- TASK INSTRUCTIONS
Copy all of the material below word for word, leaving out the pictures.
** START OF DATA FOR THE TASK **
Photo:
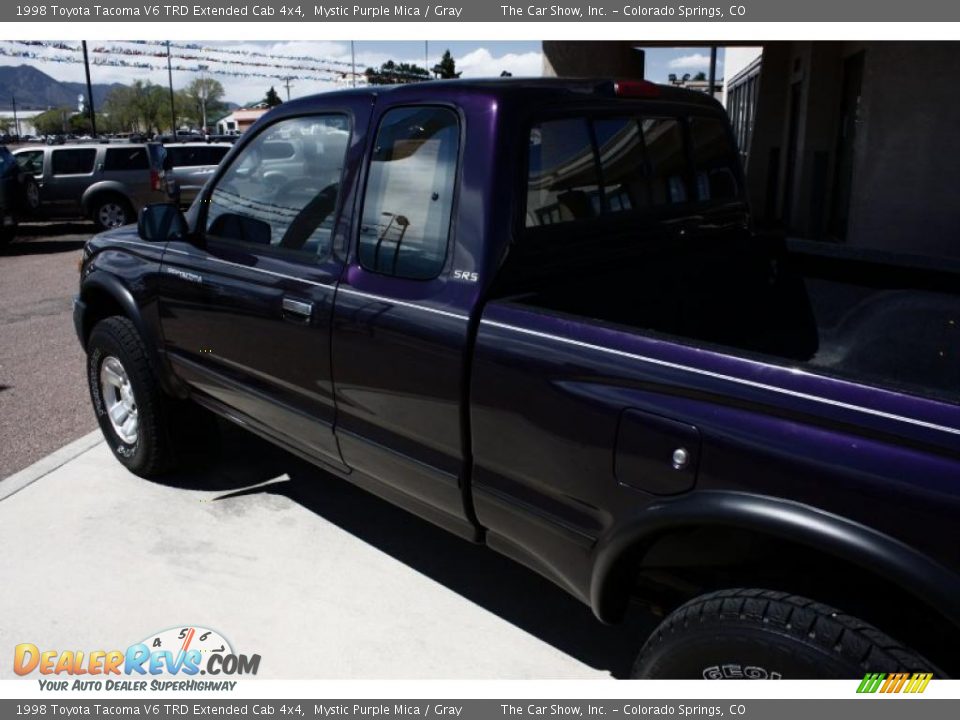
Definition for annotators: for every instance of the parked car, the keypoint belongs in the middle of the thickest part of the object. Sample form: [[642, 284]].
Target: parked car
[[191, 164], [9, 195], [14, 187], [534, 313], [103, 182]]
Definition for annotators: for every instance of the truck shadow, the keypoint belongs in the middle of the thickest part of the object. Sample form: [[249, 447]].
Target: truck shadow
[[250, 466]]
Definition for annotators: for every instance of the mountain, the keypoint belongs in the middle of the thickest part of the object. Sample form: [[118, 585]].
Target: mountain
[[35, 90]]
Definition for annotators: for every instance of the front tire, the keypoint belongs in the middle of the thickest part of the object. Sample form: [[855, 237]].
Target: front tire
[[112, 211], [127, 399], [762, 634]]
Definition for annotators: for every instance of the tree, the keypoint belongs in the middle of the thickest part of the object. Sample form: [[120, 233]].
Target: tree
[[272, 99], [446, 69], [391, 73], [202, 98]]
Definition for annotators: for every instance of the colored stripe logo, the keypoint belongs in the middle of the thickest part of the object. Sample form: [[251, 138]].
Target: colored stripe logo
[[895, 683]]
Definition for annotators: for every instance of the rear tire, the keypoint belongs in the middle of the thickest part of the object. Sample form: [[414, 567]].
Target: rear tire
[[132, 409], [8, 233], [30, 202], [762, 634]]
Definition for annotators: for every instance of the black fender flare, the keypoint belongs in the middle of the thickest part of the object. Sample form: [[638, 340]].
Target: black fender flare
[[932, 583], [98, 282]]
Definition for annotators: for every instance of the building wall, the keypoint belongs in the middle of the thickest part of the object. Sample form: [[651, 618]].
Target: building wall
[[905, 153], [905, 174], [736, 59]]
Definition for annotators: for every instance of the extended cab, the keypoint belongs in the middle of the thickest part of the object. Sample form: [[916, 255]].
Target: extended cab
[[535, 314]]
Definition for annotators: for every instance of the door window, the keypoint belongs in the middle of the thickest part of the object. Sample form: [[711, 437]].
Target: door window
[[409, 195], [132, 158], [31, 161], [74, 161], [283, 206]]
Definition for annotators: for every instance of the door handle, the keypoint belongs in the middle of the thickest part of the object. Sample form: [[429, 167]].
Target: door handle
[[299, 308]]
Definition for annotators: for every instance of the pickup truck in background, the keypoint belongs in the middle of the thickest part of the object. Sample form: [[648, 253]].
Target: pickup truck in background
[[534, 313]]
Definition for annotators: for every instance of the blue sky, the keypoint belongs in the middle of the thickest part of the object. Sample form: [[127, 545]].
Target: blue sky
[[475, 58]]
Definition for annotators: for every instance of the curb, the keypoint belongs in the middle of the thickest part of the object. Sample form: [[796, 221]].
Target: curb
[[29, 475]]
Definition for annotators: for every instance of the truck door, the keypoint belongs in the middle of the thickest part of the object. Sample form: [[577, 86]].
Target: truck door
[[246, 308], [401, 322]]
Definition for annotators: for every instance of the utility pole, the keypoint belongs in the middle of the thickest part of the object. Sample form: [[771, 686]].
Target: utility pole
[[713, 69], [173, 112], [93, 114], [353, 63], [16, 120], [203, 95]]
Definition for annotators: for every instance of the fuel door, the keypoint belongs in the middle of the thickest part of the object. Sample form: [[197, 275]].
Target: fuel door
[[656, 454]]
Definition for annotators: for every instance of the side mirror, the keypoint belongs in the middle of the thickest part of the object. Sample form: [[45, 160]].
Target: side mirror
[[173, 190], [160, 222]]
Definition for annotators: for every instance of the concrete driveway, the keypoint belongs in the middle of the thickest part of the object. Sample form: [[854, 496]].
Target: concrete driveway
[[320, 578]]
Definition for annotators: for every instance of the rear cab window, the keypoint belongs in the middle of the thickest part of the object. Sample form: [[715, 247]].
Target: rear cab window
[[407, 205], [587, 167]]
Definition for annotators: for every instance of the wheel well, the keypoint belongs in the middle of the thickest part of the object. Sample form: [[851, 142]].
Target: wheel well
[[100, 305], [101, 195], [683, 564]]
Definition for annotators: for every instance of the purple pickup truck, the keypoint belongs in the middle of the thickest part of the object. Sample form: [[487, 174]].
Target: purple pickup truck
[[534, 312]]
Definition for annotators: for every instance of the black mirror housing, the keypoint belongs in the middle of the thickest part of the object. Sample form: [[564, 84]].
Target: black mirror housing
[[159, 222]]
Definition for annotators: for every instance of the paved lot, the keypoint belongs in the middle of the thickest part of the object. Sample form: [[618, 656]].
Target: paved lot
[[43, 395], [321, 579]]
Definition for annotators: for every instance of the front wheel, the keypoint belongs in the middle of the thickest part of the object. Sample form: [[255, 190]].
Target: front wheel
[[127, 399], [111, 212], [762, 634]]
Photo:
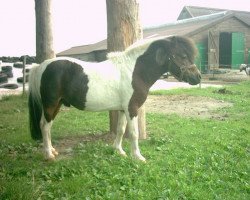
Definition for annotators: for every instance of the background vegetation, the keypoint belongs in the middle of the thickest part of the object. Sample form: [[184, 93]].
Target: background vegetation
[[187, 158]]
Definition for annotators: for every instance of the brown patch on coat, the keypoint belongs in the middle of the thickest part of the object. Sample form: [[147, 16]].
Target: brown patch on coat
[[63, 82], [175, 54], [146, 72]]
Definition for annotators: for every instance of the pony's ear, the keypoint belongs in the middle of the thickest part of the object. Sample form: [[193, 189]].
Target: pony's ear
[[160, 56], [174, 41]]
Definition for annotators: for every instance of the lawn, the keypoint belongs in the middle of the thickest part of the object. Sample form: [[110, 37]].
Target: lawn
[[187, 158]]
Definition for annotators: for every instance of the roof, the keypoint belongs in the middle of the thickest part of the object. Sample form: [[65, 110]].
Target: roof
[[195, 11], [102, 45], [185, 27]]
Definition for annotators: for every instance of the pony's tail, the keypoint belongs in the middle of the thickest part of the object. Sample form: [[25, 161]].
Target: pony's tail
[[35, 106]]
** END OF DATA FOR THE TASK **
- TASK SOLUTION
Photo:
Definition for annotators: for every instance of the parked car, the keypoint belongs in the middle of the thickest part of the object. Sample form: [[642, 284]].
Target: parked car
[[191, 164], [9, 195], [14, 187], [534, 313], [103, 182]]
Definition for annotators: for every instance of the truck shadow, the keypoint belongs in the middle of the thickest part of the object. Sample form: [[249, 447]].
Target: truck shadow
[[250, 466]]
Definition for annotators: for every instance of the mountain, the keypoint belongs in the middle of the thickest part of the object. Sample form: [[118, 585]].
Target: mountain
[[35, 90]]
Definition for annotators: for every instance of the front tire, the keypoint belongs in the middle of the thickest part of the object. Sample form: [[855, 237]].
Target: front tire
[[112, 211], [127, 399], [762, 634]]
Definition for annotators: for every instance of the tree, the keypoint belongs in the middle of the thickest part of the object. Sample form: [[120, 233]].
Target: tree
[[272, 99], [446, 69], [391, 73], [202, 98]]
Definition for annotators: for every instance of the colored stripe logo, the keypoint belongs in the middle of the thickest part of the object. Sample form: [[251, 138]].
Target: colored stripe logo
[[895, 683]]
Definition for annotators: for every instance of the rear tire, the keypoint belongs in the middle of the thickest part of the object. Sample form: [[414, 567]].
Target: rear tire
[[132, 409], [8, 233], [30, 202], [762, 634]]
Definition for annotators: for every instance of the black fender flare, the keypoint belongs in the middle of the thickest part of the object. Sample form: [[638, 340]].
Target: black fender flare
[[932, 583], [98, 282]]
Definition for annotators: for every instance of the building wall, the keypoint belongs in the middle of the thickest part of the object. Sample form: [[651, 618]].
Target: building wall
[[905, 153], [905, 174], [736, 59]]
Definition for annotators: for every instance of the extended cab, the keypoint belongs in the middle of the thickest part of the object. Sample form: [[916, 255]].
Target: extended cab
[[535, 314]]
Definition for annotators: for every instance of the door window, the keypoint belongs in the middle of the thickest part of the object. Sample form: [[711, 437]].
Target: door window
[[409, 195], [132, 158], [31, 161], [74, 161], [283, 206]]
Definition for annotators: for every instance of the door handle, the keypoint belongs in the middle of the thickest part of the object. Sample form: [[429, 167]].
Target: door handle
[[299, 308]]
Definition for annotators: for every instance of the pickup truck in background, the keypoint belongs in the middle of the thickest part of the object. Sample form: [[648, 253]].
Target: pickup truck in background
[[534, 313]]
Definition for annotators: for every instance of the blue sky, the keypoint belongs in the middle of the thickest part of the object. Sample form: [[127, 545]].
Target: blue sky
[[475, 58]]
Definition for annotators: for every instance of the curb, the keypoint belongs in the middle of the thickest part of the object. Sample form: [[796, 221]].
Target: curb
[[29, 475]]
Definition for annotators: for every instance of the truck door, the keypoint belongs in the middle of the thickest part of the object. Sample form: [[577, 86]].
Target: truck door
[[246, 308], [401, 322]]
Definition for annotators: for every instance of the utility pole, the keypoint belongs in the middle of the thickest part of the object. Sample form: [[771, 686]].
Target: utility pole
[[713, 69], [173, 112], [93, 114], [353, 63], [16, 120], [203, 95]]
Definition for annotators: for every instance of the fuel door, the keypoint belongs in the middle of the thickest part of the object. Sample form: [[197, 275]].
Target: fuel door
[[656, 454]]
Definition for annotators: for every instance of the side mirror, the keypoint belongs in the middle of the thickest part of the object. Sample form: [[45, 160]].
Target: side mirror
[[173, 190], [160, 222]]
Definition for annotators: for every instance of the concrete driveway, the keypoint belongs in the middle of the thickest part of the object. Sample form: [[854, 496]].
Target: concrete driveway
[[320, 578]]
Definition for annotators: for every instance of the rear cab window, the keypoint belongs in the middle of the thickest part of the object. Sample form: [[715, 247]].
Target: rear cab window
[[407, 205], [587, 167]]
Definition for annotators: for every instance of the wheel well, the keypoint belongs in the middle of the thickest part of the object. Sample form: [[851, 142]].
Target: wheel well
[[100, 305], [101, 195], [683, 564]]
Definition for annotators: for every instance of the purple pickup truck, the keypoint belongs in the middle of the thickest part of the object. Sample form: [[487, 174]].
Target: purple pickup truck
[[534, 312]]
Definition for annotators: for every instance of the black mirror housing, the keypoint belongs in the middle of the thickest part of the object. Sample form: [[564, 84]].
Target: black mirror housing
[[159, 222]]
Definition for annotators: for every instance of the paved lot, the keypoint belongs in the middle of the thickest part of the object. Sample form: [[618, 656]].
Target: paved lot
[[43, 395], [321, 579]]
Definition for annotators: for every instance of the front wheel, the keypoint belongs in the middle of the thickest part of the object. Sample form: [[255, 190]].
Target: front wheel
[[127, 399], [111, 212], [762, 634]]
Photo:
Definition for annotators: for every instance of the background vegetation, the keypoint belongs in the middle of the thickest part of the object. Sample form: [[184, 93]].
Target: background vegetation
[[187, 158]]
Definition for annotators: for every instance of the brown patch on coat, the keypoint belongs in the middle of the thickest part of the object. Sample form: [[147, 16]].
Target: brown patch on coat
[[63, 82], [175, 54], [146, 72]]
Definition for annotators: for every instance of the pony's ear, the keypoint belongs in the middle of the thickest part of the object. Sample form: [[193, 189]].
Target: pony's ear
[[160, 56], [174, 41]]
Definition for annotators: for every instance of the lawn, the keypoint belongs in the middle of the thickest part of the object. Sample form: [[110, 37]].
Target: lawn
[[187, 158]]
Definition for annotators: for every instance of the roof, the keypoint belongs in the middle of the thickest part of the object. Sample form: [[65, 110]].
Target: roof
[[195, 11], [102, 45], [185, 27]]
Definition for annotators: for every instance of the pony's tail, the keypoint belongs in the middle of the thickest part of the object. Sample form: [[25, 161]].
Target: pony's tail
[[35, 106]]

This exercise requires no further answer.